* [What to do] Set down every record once more, exactly as given.

* [Material provided]
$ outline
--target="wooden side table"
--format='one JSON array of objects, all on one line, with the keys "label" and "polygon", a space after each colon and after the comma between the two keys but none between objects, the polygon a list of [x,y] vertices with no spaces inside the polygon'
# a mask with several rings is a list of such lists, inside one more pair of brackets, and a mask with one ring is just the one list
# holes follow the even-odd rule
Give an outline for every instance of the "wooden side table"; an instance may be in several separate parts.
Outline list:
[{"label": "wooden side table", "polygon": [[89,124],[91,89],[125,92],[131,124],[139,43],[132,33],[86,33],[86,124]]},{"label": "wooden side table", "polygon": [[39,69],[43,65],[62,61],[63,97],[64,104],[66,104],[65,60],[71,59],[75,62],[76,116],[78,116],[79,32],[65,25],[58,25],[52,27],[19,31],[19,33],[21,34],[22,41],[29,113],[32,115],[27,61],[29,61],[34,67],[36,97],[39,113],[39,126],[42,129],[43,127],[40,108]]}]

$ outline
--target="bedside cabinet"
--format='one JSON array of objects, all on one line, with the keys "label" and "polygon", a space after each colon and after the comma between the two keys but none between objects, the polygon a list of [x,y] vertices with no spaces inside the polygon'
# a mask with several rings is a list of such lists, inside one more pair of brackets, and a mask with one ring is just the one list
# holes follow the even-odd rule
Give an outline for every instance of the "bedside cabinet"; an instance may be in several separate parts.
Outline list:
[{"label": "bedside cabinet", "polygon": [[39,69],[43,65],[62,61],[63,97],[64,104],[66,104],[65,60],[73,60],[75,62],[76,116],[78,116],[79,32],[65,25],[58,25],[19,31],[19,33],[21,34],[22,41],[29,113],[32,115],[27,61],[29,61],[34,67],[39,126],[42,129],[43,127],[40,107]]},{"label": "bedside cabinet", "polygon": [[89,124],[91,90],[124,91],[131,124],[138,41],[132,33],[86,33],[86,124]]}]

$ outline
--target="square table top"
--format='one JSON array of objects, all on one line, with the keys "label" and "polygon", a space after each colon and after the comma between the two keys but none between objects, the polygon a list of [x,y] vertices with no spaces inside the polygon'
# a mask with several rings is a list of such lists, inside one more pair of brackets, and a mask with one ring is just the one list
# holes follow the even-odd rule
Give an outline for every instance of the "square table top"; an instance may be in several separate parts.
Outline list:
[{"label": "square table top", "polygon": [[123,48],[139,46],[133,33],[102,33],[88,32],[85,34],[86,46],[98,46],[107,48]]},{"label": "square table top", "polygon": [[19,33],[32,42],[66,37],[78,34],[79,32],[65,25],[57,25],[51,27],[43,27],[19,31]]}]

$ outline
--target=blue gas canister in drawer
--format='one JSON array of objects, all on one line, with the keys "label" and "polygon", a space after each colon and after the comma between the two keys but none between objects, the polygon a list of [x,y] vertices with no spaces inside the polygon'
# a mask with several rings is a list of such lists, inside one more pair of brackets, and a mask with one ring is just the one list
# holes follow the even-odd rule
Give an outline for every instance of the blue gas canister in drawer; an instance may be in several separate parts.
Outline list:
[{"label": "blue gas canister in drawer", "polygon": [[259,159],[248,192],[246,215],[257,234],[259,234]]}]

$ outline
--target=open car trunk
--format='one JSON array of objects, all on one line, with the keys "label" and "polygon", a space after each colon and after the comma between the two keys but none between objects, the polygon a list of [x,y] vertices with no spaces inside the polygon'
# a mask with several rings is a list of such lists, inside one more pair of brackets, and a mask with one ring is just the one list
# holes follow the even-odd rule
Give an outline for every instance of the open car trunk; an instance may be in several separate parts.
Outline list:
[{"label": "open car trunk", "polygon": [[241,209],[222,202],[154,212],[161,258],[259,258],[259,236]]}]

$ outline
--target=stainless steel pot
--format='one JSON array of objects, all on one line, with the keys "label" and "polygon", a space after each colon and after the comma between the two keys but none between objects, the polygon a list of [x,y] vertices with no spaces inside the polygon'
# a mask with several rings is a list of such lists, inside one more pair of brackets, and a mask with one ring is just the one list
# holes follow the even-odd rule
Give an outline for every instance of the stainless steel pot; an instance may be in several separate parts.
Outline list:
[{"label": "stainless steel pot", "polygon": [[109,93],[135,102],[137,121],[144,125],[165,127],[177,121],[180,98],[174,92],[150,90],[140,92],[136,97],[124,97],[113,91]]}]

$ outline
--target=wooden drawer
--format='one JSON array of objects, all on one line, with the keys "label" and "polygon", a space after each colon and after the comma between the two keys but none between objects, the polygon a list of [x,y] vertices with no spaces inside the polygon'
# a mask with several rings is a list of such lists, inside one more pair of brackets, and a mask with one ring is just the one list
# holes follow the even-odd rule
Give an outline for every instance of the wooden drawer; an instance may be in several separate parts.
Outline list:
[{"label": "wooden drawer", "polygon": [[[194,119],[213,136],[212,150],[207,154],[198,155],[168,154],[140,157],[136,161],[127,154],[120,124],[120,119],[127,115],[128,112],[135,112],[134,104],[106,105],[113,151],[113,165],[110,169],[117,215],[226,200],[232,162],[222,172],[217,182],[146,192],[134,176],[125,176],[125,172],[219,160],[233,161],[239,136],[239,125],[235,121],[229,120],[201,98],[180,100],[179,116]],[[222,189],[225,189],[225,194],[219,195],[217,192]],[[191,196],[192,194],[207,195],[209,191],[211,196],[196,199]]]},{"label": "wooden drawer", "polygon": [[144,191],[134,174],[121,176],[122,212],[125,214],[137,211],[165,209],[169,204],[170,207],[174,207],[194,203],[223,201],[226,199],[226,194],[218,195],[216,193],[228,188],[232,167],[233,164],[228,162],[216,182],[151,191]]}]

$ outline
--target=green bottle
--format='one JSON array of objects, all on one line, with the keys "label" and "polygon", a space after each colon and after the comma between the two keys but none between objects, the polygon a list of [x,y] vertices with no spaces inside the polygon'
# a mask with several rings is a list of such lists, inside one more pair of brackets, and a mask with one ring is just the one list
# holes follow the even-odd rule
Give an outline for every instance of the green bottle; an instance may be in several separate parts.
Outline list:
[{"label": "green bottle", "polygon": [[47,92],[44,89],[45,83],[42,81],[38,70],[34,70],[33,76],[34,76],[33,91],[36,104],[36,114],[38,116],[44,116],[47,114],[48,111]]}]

* [Answer for this exercise]
$ outline
--target="wooden side table"
--format='one JSON array of objects, all on one line, with the keys "label" and "polygon", a space after each colon and after the comma between the two keys but none between objects, the polygon a list of [x,y] vertices with no spaces inside the polygon'
# a mask with several rings is a list of such lists, inside one more pair of brackets, and a mask with one ring is just the one list
# holes follow the even-odd rule
Give an outline for every instance of the "wooden side table"; an instance may be in several separate parts.
Outline list:
[{"label": "wooden side table", "polygon": [[89,124],[91,89],[125,92],[131,124],[139,43],[132,33],[86,33],[86,124]]},{"label": "wooden side table", "polygon": [[39,69],[43,65],[62,61],[63,97],[64,104],[66,104],[65,60],[71,59],[75,62],[76,116],[78,116],[79,32],[65,25],[58,25],[52,27],[19,31],[19,33],[21,34],[22,41],[29,113],[32,115],[27,61],[29,61],[34,67],[36,97],[39,113],[39,126],[42,129],[43,127],[40,108]]}]

$ outline
--target="bedside cabinet"
--format='one JSON array of objects, all on one line, with the keys "label" and "polygon", a space after each colon and after the comma between the two keys but none between objects, the polygon a list of [x,y] vertices with no spaces inside the polygon'
# a mask with several rings is a list of such lists, inside one more pair of brackets, and a mask with one ring is just the one list
# holes follow the even-odd rule
Give an outline for every instance of the "bedside cabinet"; an instance may be in several separate parts.
Outline list:
[{"label": "bedside cabinet", "polygon": [[39,69],[43,65],[62,61],[63,97],[64,104],[66,104],[65,60],[73,60],[75,62],[76,116],[78,116],[79,32],[65,25],[58,25],[19,31],[19,33],[21,34],[22,41],[29,113],[32,115],[27,61],[29,61],[34,67],[39,126],[42,129],[43,127],[40,107]]},{"label": "bedside cabinet", "polygon": [[89,124],[91,90],[124,91],[131,124],[138,41],[132,33],[86,33],[86,124]]}]

$ outline
--target="square table top"
--format='one JSON array of objects, all on one line, with the keys "label" and "polygon", a space after each colon and after the comma between the two keys but none between objects, the polygon a list of [x,y] vertices with no spaces inside the polygon'
# a mask with several rings is a list of such lists, inside one more pair of brackets, and a mask with one ring is just the one list
# holes follow the even-odd rule
Give an outline for every instance of the "square table top"; an instance may be in several separate parts.
Outline list:
[{"label": "square table top", "polygon": [[123,48],[139,46],[133,33],[102,33],[88,32],[85,34],[86,46],[98,46],[107,48]]},{"label": "square table top", "polygon": [[19,33],[32,42],[66,37],[78,34],[79,32],[65,25],[57,25],[51,27],[43,27],[19,31]]}]

$ outline
--target=blue gas canister in drawer
--format='one JSON array of objects, all on one line, with the keys "label" and "polygon", a space after each colon and after the comma between the two keys but none between objects, the polygon a list of [x,y] vertices with no spaces inside the polygon'
# a mask with several rings is a list of such lists, inside one more pair of brackets, and a mask with one ring is just the one list
# holes follow the even-odd rule
Give an outline for every instance of the blue gas canister in drawer; an instance may be in several separate parts.
Outline list:
[{"label": "blue gas canister in drawer", "polygon": [[259,159],[248,192],[246,215],[257,234],[259,234]]}]

$ outline
--target=open car trunk
--format='one JSON array of objects, all on one line, with the keys "label" and "polygon", a space after each colon and after the comma between the two keys but none between objects, the polygon a list of [x,y] vertices with no spaces inside the polygon'
# a mask with several rings is a list of such lists, inside one more pair of brackets, and a mask with one ring is just the one list
# holes follow the even-odd rule
Give an outline for every instance of the open car trunk; an instance may be in several separate parts.
Outline list:
[{"label": "open car trunk", "polygon": [[241,209],[222,202],[154,212],[161,258],[259,258],[259,236]]}]

$ outline
--target=stainless steel pot
--format='one JSON array of objects, all on one line, with the keys "label" and "polygon", a space after each colon and after the comma between the two keys but none between objects, the polygon a list of [x,y] vertices with no spaces inside the polygon'
# a mask with several rings is a list of such lists, inside one more pair of brackets, and a mask with one ring is just the one list
# holes follow the even-odd rule
Give an outline for every instance of the stainless steel pot; an instance may be in several separate parts.
Outline list:
[{"label": "stainless steel pot", "polygon": [[109,93],[135,102],[137,121],[144,125],[165,127],[177,121],[180,98],[174,92],[150,90],[140,92],[136,97],[124,97],[113,91]]}]

$ outline
--target=wooden drawer
--format='one JSON array of objects, all on one line, with the keys "label" and "polygon", a space after each colon and after the comma between the two keys but none between objects, the polygon a list of [x,y] vertices with no spaces inside the polygon'
# a mask with several rings is a list of such lists, inside one more pair of brackets, and a mask with one ring is just the one list
# holes follow the even-odd rule
Give an outline for every instance of the wooden drawer; an instance may be in several separate parts.
Outline list:
[{"label": "wooden drawer", "polygon": [[[194,119],[213,136],[212,150],[207,154],[198,155],[168,154],[140,157],[136,161],[127,154],[120,124],[120,119],[127,115],[128,112],[135,112],[134,104],[106,105],[113,151],[113,165],[110,169],[117,215],[226,200],[232,162],[222,172],[217,182],[146,192],[134,176],[125,176],[125,172],[219,160],[233,161],[239,136],[239,125],[235,121],[229,120],[201,98],[180,100],[179,116]],[[222,189],[225,189],[225,194],[219,195],[217,192]],[[191,196],[192,194],[207,195],[209,191],[211,196],[196,199]]]},{"label": "wooden drawer", "polygon": [[144,191],[134,174],[121,176],[122,212],[125,214],[137,211],[165,209],[169,204],[170,207],[174,207],[194,203],[223,201],[226,199],[226,194],[218,195],[216,193],[228,188],[232,167],[233,164],[228,162],[216,182],[151,191]]}]

$ outline
--target=green bottle
--format='one JSON array of objects, all on one line, with the keys "label" and "polygon", a space after each colon and after the comma between the two keys but none between objects, the polygon a list of [x,y] vertices with no spaces inside the polygon'
# a mask with several rings is a list of such lists, inside one more pair of brackets, and a mask with one ring is just the one list
# holes follow the even-odd rule
Give an outline for every instance of the green bottle; an instance may be in several separate parts.
Outline list:
[{"label": "green bottle", "polygon": [[47,92],[44,89],[45,83],[42,81],[38,70],[34,70],[33,76],[34,76],[33,91],[36,104],[36,114],[38,116],[44,116],[47,114],[48,111]]}]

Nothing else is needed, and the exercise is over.